* _Exercise description_: Look through the lines below; wherever the word "gravel" appears, copy that line.

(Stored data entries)
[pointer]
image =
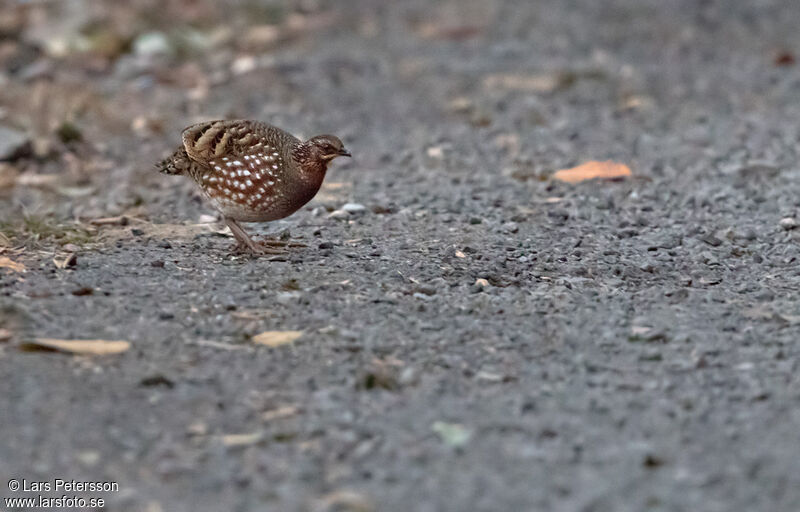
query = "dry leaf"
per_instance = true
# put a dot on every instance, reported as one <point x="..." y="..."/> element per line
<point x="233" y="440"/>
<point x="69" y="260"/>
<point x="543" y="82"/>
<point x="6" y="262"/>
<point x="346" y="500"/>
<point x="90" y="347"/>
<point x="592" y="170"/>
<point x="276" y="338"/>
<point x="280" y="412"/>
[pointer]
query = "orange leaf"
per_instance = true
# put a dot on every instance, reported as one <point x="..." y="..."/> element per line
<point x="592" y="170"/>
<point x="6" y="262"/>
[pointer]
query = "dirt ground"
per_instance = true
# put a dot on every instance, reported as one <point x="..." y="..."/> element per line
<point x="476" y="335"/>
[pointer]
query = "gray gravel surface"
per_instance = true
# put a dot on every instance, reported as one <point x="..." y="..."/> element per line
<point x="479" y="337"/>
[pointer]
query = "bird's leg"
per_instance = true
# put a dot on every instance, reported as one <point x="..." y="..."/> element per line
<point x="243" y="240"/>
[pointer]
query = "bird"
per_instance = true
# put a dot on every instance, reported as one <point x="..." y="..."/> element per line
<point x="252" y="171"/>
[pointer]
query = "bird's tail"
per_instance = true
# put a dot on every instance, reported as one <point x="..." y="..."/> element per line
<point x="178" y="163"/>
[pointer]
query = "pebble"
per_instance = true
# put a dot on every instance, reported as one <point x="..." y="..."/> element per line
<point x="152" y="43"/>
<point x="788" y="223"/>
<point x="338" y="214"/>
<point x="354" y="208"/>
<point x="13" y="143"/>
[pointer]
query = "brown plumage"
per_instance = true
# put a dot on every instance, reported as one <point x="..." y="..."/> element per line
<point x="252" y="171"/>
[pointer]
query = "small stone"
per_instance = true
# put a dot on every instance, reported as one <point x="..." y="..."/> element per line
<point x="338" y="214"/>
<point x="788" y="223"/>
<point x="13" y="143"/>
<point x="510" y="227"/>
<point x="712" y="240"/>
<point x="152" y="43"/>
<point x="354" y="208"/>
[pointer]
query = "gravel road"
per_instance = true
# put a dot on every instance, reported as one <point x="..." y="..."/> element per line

* _Response to this exercise_:
query = "gray gravel surface"
query = "gravel road"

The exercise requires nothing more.